*WHAT IS NEEDED*.
Rewrite all of the data below line for line, keeping every line of text. Rescale only the coordinates given as answers by multiplying each by 1.5 and rounding to the nearest whole number with halves rounded up, leave all other numbers as they are, and omit the pictures.

*DATASET ROWS*.

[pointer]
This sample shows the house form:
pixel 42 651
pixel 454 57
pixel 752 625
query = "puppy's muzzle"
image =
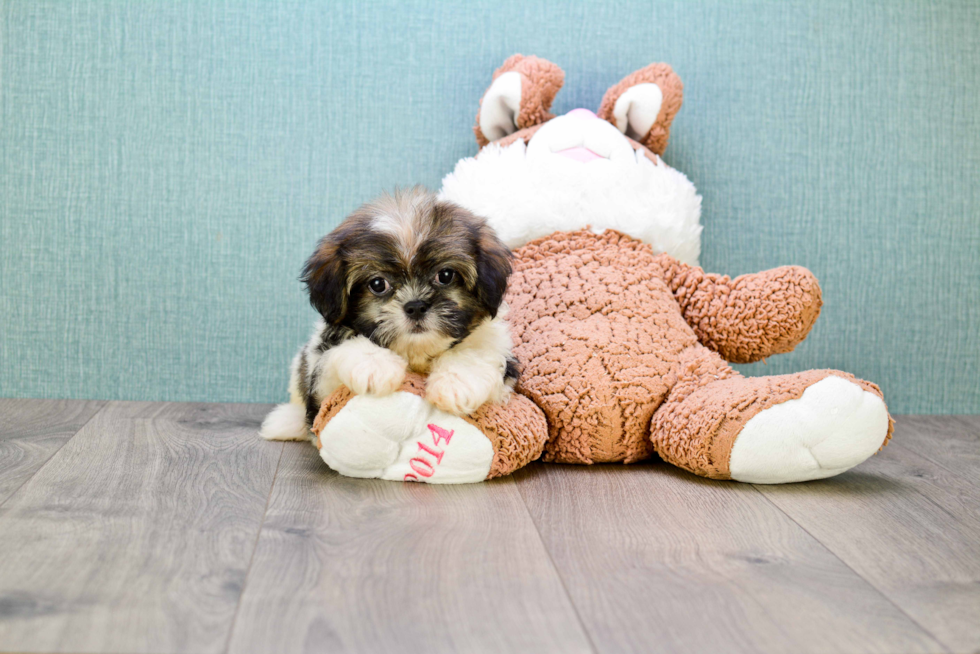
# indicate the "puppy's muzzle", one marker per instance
pixel 416 309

*THE OUTPUT*.
[pointer]
This sample shows the house form:
pixel 42 651
pixel 454 57
pixel 752 625
query = "puppy's muzzle"
image =
# indicate the "puppy's muzzle", one marker per instance
pixel 624 464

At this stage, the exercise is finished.